Extrait de page:
-----

Source : Fraternité Matin 6 décembre 2013

g 

 
L’UN A DES STATUES, L’AUTRE PAS…
 
Quelques-uns de nos amis s’étonneront sans doute de trouver dans ce blog un article comme celui-ci et, qui plus est, signé Venance Konan. Je leur dois donc une explication.
Après avoir lu ce texte, j’ai longtemps balancé entre l’envie de le publier (parce que même s’il contient des insinuations odieuses vis-à-vis des deux successeurs de Nelson Mandela, c’est quand même un fort bel exemple d’hommage du vice à la vertu) et la crainte que cela soit mal compris. Je m’y suis finalement décidé quand j’ai lu sous la même signature l’éditorial de Fraternité Matin du lendemain intitulé : « Félix Houphouët-Boigny et ses enfants ». Même si ce discours dithyrambique trouve sa justification dans sa date, qui correspond à la date officielle du décès d’Houphouët, venant juste après l’anecdote du serrement de la main du mythe Mandela, il sent furieusement son repentir. Un peu comme si l’immense « journaliste-écrivain » houphouétiste voulait rassurer ses maîtres françafricains après ce qu’ils auraient pu prendre pour une petite infidélité de sa part : « Attention : Ne croyez surtout pas que j’ai changé de camp, je suis toujours à votre service. Cette histoire de serrement de main, c’était juste un jeu, pour la photo… Sinon l’homme politique africain que je peux vraiment admirer, ce n’est pas celui qui pendant près de 30 ans opposa une résistance opiniâtre au pouvoir blanc jusqu’à le terrasser, mais celui qui durant ces 30 mêmes années, laissa les Blancs gouverner la Côte d’Ivoire à leur guise, jusqu’à la détruire pratiquement comme nation ! » Mais, qui aurait bien pu s’y tromper ?

-----

Données brutes:
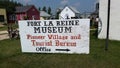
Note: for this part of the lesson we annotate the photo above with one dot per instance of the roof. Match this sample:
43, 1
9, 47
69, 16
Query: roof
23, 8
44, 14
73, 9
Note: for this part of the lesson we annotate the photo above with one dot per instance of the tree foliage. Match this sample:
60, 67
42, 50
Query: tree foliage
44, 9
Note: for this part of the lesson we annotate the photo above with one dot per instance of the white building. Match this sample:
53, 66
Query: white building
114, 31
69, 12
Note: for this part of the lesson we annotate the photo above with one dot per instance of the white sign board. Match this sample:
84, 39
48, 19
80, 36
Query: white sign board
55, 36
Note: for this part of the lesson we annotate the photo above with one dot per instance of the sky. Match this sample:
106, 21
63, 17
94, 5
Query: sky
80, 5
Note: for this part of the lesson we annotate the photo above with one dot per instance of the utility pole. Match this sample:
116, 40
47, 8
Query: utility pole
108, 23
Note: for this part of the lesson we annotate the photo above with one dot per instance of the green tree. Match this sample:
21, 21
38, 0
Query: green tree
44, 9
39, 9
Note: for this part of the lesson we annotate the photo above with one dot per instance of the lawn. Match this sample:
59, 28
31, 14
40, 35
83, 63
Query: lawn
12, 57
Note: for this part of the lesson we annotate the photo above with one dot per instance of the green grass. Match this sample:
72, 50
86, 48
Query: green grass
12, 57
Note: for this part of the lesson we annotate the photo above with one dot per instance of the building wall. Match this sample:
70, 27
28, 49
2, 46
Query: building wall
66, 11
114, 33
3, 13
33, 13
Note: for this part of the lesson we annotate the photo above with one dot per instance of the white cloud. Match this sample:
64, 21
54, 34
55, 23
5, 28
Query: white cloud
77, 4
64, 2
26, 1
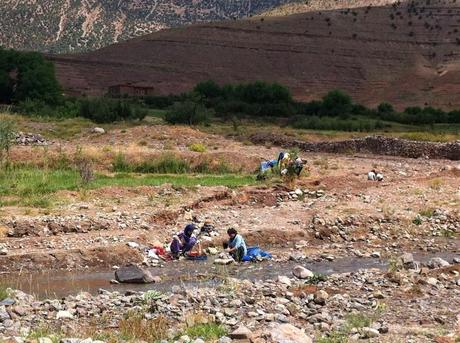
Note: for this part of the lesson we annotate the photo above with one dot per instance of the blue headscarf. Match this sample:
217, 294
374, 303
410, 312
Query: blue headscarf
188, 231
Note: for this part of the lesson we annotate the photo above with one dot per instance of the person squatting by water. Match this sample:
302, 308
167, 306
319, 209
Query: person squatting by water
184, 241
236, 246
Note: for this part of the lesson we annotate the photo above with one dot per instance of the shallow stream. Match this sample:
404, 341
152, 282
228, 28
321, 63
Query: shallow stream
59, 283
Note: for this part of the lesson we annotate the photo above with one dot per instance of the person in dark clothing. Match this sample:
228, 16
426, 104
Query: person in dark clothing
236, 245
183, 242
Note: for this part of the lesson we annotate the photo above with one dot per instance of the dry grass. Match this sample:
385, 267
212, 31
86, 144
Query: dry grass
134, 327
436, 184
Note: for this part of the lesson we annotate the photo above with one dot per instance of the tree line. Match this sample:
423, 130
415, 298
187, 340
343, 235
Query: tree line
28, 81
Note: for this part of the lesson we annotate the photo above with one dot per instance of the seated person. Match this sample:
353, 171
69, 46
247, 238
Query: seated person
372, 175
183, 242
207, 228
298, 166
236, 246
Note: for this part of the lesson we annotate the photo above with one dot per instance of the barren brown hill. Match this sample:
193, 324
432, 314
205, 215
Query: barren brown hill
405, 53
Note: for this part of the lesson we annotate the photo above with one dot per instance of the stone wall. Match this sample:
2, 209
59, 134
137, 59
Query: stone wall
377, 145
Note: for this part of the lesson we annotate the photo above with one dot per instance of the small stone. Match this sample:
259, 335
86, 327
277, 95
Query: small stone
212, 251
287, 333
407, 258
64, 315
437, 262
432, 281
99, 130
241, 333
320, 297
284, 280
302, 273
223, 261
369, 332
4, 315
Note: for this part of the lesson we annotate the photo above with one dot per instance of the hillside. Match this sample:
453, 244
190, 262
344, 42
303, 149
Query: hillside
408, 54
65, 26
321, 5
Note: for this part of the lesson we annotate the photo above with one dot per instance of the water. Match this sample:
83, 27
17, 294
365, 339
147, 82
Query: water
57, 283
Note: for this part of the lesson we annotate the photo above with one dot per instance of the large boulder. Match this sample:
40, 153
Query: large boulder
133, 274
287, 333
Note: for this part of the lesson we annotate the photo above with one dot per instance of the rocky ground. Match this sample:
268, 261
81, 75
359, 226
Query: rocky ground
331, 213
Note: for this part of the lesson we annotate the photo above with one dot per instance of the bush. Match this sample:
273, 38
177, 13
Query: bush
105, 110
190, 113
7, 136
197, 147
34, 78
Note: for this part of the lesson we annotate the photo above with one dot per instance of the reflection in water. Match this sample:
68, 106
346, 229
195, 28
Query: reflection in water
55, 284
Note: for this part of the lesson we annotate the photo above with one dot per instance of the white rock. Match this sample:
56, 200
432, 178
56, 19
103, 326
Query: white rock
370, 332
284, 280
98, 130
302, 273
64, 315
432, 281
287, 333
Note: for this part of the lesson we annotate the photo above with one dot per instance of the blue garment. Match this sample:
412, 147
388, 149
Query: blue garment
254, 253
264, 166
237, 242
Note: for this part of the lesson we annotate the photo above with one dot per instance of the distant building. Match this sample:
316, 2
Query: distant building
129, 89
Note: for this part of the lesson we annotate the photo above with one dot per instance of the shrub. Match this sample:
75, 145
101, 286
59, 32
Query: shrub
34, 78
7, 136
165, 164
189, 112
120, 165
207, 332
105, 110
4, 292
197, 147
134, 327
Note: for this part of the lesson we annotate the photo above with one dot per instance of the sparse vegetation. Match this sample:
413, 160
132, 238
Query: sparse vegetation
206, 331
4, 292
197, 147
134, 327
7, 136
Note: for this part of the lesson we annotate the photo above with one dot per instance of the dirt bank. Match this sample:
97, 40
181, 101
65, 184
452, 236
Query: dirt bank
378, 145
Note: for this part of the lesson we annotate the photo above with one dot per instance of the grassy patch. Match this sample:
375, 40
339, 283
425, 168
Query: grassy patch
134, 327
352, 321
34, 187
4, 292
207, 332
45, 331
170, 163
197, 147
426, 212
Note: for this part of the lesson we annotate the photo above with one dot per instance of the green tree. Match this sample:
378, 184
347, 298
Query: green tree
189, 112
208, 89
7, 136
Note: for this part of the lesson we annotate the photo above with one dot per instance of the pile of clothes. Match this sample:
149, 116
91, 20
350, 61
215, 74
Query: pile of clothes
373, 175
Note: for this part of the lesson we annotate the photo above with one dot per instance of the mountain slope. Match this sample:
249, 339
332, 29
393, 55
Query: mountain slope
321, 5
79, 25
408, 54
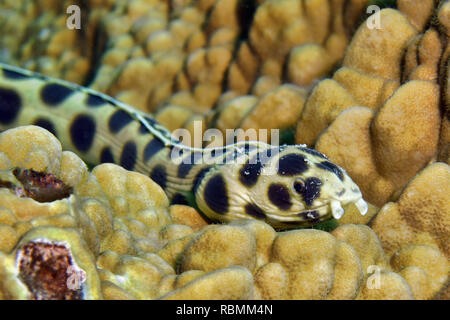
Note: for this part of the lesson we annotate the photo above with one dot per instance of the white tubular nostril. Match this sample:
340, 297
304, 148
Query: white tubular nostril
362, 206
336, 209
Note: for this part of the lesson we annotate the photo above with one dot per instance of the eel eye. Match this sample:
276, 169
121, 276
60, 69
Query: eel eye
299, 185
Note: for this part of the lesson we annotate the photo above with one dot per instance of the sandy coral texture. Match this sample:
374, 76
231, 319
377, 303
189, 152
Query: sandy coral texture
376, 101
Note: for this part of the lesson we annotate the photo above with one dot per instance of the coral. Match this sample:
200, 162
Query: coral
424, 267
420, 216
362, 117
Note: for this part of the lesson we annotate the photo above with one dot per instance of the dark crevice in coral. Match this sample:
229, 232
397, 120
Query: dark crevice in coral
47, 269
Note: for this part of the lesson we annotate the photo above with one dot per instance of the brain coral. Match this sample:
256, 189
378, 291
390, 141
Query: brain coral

-----

Tâche 1: Recopiez tel quel le passage de l'extrait qui débute aux mots « Quelques-uns de nos » et s'arrête après « donc une explication. ».
Tâche 2: Pour chaque affirmation, dites si elle concorde avec l'extrait, par oui ou par non, et citez mot pour mot les termes qui tranchent. (a) L'article repris dans le blog porte la signature de Venance Konan. (b) L'auteur du blog s'est décidé à publier le texte après avoir lu l'éditorial du lendemain intitulé « Félix Houphouët-Boigny et ses enfants ». (c) La date de l'éditorial sur Houphouët-Boigny n'a aucun lien avec son décès.

Réponse 1:
Quelques-uns de nos amis s’étonneront sans doute de trouver dans ce blog un article comme celui-ci et, qui plus est, signé Venance Konan. Je leur dois donc une explication.

Réponse 2:
(a) Oui : « et, qui plus est, signé Venance Konan ».
(b) Oui : « Je m’y suis finalement décidé quand j’ai lu sous la même signature l’éditorial de Fraternité Matin du lendemain intitulé : « Félix Houphouët-Boigny et ses enfants » ».
(c) Non : « sa date, qui correspond à la date officielle du décès d’Houphouët ».